Evelio Rosero es uno de los escritores colombianos más prominentes
en la actualidad. Una mirada crítica a un autor alejado del
protagonismo público
Evelio Rosero, autor de libros como Los almuerzos, entre otros. / Archivo - Elespectador.com |
Evelio Rosero se toma una foto para promocionar sus libros. La
situación lo incomoda, porque a Evelio no le gusta posar de estrella. Al
contrario, es un tipo que recela de la figuración. No escribe para
revistas, no tiene columnas de opinión en los periódicos, no va a
cocteles y es un desastre concediendo entrevistas. Prefiere que sus
libros hablen por él: ocho novelas, una obra de teatro, cuatro relatos
para niños, un volumen de poesía. Un escritor a secas, con nula carga de
farándula y una colección de premios que no exhibe, pero que fueron
conseguidos a pulso: el Tusquets, el ALOA, el Independent Foreign
Fiction Prize. En resumen, un ser antimediático atrapado en un universo
mediático, un perro a cuadros que ahora se toma una foto para darles
gusto a sus editores.
—Sonría, por favor —le pide el fotógrafo, quien quizá piensa que el gesto adusto de Evelio es poco comercial.
La
neura le gana la partida. Desde el principio se sintió mal y cada
minuto que pasa le confirma que esto no fluye. Entonces da una respuesta
hosca que deja al fotógrafo helado.
—No tengo motivos para sonreír.
Las
mismas cinco palabras amargas y sabias que Malcolm McDowell suelta al
final de O Lucky Man!. No sabemos si Evelio es consciente de haber
citado a Lindsay Anderson. De hecho, no lo sabremos nunca, porque para
salir de dudas tendríamos que conocerlo y preguntarle, y eso es algo que
jamás haremos. Por lo tanto, sigamos instalados en la ficción y —como a
los cuentos hay que darles unidad— amarremos los cabos sueltos.
En
primer lugar, la referencia a O Lucky Man! no es gratuita. Esta
película es una comedia y al menos dos novelas de Rosero asumen lo
cómico con una perspectiva que podrá ser discreta, pero resulta
evidente.
En La carroza de Bolívar, la última novela de Rosero, el
propósito es burlarse de la figura paternal de Bolívar. La apuesta es
revelar al Libertador como un tirano tropical ambicioso, traidor,
racista y pésimo militar. “El Napoleón de las retiradas”, como le decía
el Negro Piar. Según la tesis anarquista de Rosero, Bolívar no fue el
superhombre excepcional que nos pintan sus fans, sino un cobarde
enamorado del poder, el primero de una larga tradición de falsos
redentores que nos han sumido en la miseria de una guerra interminable.
Es
posible que Rosero tenga razón, que nuestra tragicomedia tenga sus
raíces en la fundación de esta patria enclenque, donde desde el mero
origen somos víctimas de las mentiras de los de arriba. Tal vez por eso
nuestras empresas son tan inútiles como arar en el mar y las palabras
con las que nombramos nuestro fracaso son una impostura. Pero la verdad
es que hemos vivido un par de siglos así, estamos hechos a nuestra
payasada y nos la gozamos. Lo prueba el escaso ruido que produjo La
carroza de Bolívar al transitar por las rotas calles de nuestra
literatura. En otro país, atacar al Padre Fundador habría sido un
escándalo. Aquí, no. En Colombia todo es rumba, nada merece respeto, y
si Bolívar es un farsante a quién le importa. Igual, el hombre hace años
desapareció hasta de los billetes y su imagen es ahora propiedad de la
guerrilla y del comandante Hugo Chávez. En el vacío cultural que dejó su
recuerdo se coló Álvaro Uribe, nuestro nuevo mesías de la guerra.

#### [LÍNEAS DE DATOS]
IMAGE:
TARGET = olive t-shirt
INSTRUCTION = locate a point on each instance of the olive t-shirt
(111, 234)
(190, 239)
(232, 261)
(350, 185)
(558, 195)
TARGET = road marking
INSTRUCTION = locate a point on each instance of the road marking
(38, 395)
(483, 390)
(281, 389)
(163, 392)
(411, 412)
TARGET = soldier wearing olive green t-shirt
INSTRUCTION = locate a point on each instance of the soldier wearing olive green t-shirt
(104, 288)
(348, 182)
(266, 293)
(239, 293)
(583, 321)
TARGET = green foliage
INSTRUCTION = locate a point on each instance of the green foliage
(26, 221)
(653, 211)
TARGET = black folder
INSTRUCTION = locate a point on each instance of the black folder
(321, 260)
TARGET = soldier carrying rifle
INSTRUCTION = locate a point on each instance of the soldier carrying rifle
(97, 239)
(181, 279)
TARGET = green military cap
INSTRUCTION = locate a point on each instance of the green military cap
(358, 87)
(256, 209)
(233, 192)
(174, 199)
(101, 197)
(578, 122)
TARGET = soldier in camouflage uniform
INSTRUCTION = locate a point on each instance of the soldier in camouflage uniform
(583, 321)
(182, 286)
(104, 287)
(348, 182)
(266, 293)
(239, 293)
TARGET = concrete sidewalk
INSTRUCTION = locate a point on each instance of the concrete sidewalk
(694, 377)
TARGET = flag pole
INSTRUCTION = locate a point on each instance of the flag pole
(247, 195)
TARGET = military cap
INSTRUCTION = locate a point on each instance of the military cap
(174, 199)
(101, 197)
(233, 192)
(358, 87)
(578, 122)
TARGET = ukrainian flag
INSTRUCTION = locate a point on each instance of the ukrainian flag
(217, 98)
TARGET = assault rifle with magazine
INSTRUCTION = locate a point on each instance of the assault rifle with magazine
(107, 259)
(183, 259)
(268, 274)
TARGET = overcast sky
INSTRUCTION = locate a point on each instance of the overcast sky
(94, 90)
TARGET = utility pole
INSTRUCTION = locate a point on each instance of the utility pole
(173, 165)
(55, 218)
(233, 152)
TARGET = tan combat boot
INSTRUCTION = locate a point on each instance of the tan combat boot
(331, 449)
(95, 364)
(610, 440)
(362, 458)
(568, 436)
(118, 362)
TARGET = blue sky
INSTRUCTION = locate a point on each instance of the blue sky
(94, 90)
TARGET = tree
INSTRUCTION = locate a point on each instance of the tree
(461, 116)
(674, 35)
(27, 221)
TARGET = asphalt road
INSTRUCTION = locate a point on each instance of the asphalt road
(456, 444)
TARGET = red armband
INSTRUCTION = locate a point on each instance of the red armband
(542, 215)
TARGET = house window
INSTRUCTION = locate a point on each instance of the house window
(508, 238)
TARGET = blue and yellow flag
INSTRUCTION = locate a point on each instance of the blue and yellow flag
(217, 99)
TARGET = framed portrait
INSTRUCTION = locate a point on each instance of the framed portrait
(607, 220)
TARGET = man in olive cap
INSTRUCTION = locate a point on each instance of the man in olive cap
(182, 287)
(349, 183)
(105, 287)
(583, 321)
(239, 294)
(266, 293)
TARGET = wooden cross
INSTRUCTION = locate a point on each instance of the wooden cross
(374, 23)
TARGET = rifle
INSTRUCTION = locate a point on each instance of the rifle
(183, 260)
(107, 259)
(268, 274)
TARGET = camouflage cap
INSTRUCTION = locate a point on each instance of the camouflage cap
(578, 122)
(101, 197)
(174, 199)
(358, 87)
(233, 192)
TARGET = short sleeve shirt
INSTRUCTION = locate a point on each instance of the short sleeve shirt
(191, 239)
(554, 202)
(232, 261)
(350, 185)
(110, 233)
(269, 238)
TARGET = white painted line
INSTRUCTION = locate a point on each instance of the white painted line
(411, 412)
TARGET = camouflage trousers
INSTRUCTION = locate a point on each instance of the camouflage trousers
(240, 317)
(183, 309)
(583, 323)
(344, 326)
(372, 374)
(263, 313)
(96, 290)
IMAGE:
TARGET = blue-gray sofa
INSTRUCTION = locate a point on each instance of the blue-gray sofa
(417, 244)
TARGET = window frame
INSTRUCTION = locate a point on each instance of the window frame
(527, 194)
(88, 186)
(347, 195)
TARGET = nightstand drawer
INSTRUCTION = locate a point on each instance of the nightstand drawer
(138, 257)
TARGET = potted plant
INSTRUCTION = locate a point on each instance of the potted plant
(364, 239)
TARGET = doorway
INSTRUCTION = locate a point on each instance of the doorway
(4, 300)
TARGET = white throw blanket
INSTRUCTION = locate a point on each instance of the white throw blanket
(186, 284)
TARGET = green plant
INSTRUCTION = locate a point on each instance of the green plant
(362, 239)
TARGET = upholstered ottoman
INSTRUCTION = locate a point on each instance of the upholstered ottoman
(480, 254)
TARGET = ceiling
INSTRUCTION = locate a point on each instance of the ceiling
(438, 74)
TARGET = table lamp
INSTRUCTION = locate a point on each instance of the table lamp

#### [CONSIGNAS DE TRABAJO]
a) Transcribe el pasaje del texto sobre Evelio Rosero que empieza con las palabras que contienen "En La carroza" y termina con "una guerra interminable.".
b) Identifica cada línea de las entradas en la que aparezca la cadena "white". Distingue entre mayúsculas y minúsculas.
El texto y las entradas no guardan ninguna relación entre sí.

#### [RESPUESTAS COMPLETAS]
a)
En La carroza de Bolívar, la última novela de Rosero, el
propósito es burlarse de la figura paternal de Bolívar. La apuesta es
revelar al Libertador como un tirano tropical ambicioso, traidor,
racista y pésimo militar. “El Napoleón de las retiradas”, como le decía
el Negro Piar. Según la tesis anarquista de Rosero, Bolívar no fue el
superhombre excepcional que nos pintan sus fans, sino un cobarde
enamorado del poder, el primero de una larga tradición de falsos
redentores que nos han sumido en la miseria de una guerra interminable.

b)
TARGET = white painted line
INSTRUCTION = locate a point on each instance of the white painted line
TARGET = white throw blanket
INSTRUCTION = locate a point on each instance of the white throw blanket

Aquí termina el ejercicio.